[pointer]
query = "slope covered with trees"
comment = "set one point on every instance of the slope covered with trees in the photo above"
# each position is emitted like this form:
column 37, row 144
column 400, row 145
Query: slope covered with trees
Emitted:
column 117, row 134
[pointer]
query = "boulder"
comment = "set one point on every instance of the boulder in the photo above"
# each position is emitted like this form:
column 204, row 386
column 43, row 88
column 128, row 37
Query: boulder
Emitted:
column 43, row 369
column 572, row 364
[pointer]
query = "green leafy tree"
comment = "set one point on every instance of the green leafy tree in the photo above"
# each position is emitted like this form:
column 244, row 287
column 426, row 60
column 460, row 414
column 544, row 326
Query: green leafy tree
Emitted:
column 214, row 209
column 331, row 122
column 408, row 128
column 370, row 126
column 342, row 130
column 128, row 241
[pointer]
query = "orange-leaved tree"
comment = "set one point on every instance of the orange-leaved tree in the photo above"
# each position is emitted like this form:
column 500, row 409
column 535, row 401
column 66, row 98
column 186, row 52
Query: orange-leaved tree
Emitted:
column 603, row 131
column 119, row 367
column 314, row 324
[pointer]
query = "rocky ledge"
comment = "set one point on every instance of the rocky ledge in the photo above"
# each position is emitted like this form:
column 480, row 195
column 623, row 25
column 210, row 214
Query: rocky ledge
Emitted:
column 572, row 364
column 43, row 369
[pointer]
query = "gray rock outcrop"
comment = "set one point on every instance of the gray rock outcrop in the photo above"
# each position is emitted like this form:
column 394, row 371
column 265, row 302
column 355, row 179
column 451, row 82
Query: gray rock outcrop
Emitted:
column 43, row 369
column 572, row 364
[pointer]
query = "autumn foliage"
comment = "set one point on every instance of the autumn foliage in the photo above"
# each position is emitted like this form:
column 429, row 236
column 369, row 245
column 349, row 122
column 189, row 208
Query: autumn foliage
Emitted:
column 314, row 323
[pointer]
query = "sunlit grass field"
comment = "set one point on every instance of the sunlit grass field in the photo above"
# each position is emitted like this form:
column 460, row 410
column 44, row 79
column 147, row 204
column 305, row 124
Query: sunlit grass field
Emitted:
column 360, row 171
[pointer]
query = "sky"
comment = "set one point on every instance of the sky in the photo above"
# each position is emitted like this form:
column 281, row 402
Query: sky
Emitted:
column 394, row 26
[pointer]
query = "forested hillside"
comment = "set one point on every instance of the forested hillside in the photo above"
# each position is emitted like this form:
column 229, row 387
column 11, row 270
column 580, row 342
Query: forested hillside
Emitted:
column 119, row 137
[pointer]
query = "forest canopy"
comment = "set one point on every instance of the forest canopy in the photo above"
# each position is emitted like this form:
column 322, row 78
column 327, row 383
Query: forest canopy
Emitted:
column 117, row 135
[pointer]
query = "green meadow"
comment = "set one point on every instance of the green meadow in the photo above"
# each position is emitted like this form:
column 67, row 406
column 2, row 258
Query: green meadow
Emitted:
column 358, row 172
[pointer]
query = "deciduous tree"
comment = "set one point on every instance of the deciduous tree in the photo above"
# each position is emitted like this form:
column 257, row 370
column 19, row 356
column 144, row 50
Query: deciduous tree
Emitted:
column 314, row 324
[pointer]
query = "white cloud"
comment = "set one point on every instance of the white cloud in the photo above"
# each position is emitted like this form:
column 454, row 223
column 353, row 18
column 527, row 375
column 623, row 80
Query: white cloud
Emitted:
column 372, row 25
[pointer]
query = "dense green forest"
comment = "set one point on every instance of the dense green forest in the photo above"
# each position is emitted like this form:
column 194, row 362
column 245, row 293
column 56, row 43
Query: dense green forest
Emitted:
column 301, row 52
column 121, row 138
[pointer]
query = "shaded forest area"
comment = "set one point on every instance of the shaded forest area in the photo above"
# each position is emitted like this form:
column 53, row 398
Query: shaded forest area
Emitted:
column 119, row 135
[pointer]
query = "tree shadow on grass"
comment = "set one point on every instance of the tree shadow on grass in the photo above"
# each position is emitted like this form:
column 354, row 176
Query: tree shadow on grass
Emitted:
.....
What is being asked
A verbatim transcription of all the entries above is required.

Solved problem
[pointer]
query = "slope covered with trees"
comment = "set one point on every instance of the slope covered with trees in the photo above"
# each position is emitted like this form:
column 37, row 144
column 400, row 145
Query: slope covered with trees
Emitted:
column 117, row 134
[pointer]
query = "boulder"
comment = "set one point on every instance of the boulder in the photo above"
# each position is emitted like this form:
column 204, row 386
column 43, row 88
column 128, row 37
Query: boulder
Emitted:
column 43, row 369
column 572, row 364
[pointer]
query = "green leafy tree"
comment = "set one point on every instance of the green leafy tree in the photo above"
# each position is emitted like this form:
column 244, row 287
column 426, row 60
column 460, row 414
column 544, row 326
Query: green leafy tree
Emitted:
column 214, row 209
column 331, row 122
column 408, row 128
column 370, row 126
column 342, row 130
column 128, row 241
[pointer]
query = "orange-leaved tree"
comment = "set one point on every instance of the orange-leaved tree in the photo above"
# each position is emitted like this form:
column 500, row 409
column 535, row 401
column 66, row 98
column 186, row 52
Query: orange-leaved tree
Emitted:
column 603, row 131
column 119, row 367
column 314, row 324
[pointer]
query = "rocky ledge"
comment = "set one point on every instance of the rocky ledge in the photo above"
# each position is emitted like this form:
column 480, row 195
column 623, row 25
column 210, row 214
Query: rocky ledge
Emitted:
column 572, row 364
column 43, row 369
[pointer]
query = "gray rock outcrop"
comment = "set one point on every instance of the gray rock outcrop in the photo above"
# each position is emitted like this form:
column 394, row 371
column 265, row 302
column 355, row 179
column 451, row 82
Query: gray rock outcrop
Emitted:
column 43, row 369
column 572, row 364
[pointer]
query = "autumn foliage"
comment = "set one point on every instance of the autumn foliage in the photo above"
# each position is emitted like this form:
column 429, row 236
column 369, row 245
column 349, row 122
column 189, row 208
Query: autumn foliage
Emitted:
column 314, row 323
[pointer]
query = "sunlit grass field"
comment = "set one point on every instance of the sunlit grass field in the photo above"
# each position is emitted like this form:
column 460, row 410
column 44, row 79
column 147, row 204
column 305, row 124
Query: sunlit grass field
Emitted:
column 360, row 171
[pointer]
query = "sky"
comment = "set one point on every instance of the sky in the photo above"
# each position is emitted like this form:
column 281, row 402
Query: sky
Emitted:
column 394, row 26
[pointer]
query = "forested hillside"
comment = "set one point on every instance of the forested hillside in the photo above"
# each position is emitted like this form:
column 229, row 387
column 11, row 270
column 580, row 342
Query: forested hillside
Emitted:
column 119, row 137
[pointer]
query = "forest canopy"
comment = "set one point on every instance of the forest canopy in the photo above"
# each position is emitted like this form:
column 322, row 78
column 327, row 383
Query: forest canopy
Emitted:
column 117, row 135
[pointer]
query = "green meadow"
comment = "set one point on every instance of the green meadow in the photo above"
# each position is emitted like this form:
column 67, row 406
column 2, row 258
Query: green meadow
Emitted:
column 358, row 172
[pointer]
query = "deciduous tree"
comment = "set one point on every instance of the deciduous tree in the photo above"
# each position is emitted like this form:
column 257, row 370
column 19, row 356
column 144, row 50
Query: deciduous tree
Emitted:
column 314, row 324
[pointer]
query = "white cloud"
comment = "set one point on every instance of the white cloud in the photo above"
# each position is emitted like this form:
column 454, row 223
column 353, row 18
column 527, row 375
column 623, row 80
Query: white cloud
Emitted:
column 372, row 25
[pointer]
query = "dense green forest"
comment = "set one point on every instance of the dense green forest in the photo above"
# each position is emitted like this form:
column 194, row 362
column 245, row 293
column 56, row 43
Query: dense green forest
Emitted:
column 301, row 52
column 121, row 138
[pointer]
query = "shaded forest area"
comment = "set one point on every instance of the shaded forest area in the photo above"
# each position is emitted like this form:
column 53, row 398
Query: shaded forest area
Emitted:
column 119, row 135
[pointer]
query = "tree shadow on grass"
comment = "set one point on every instance of the tree shadow on grass in the photo above"
# each position is emitted like this form:
column 354, row 176
Query: tree shadow on grass
Emitted:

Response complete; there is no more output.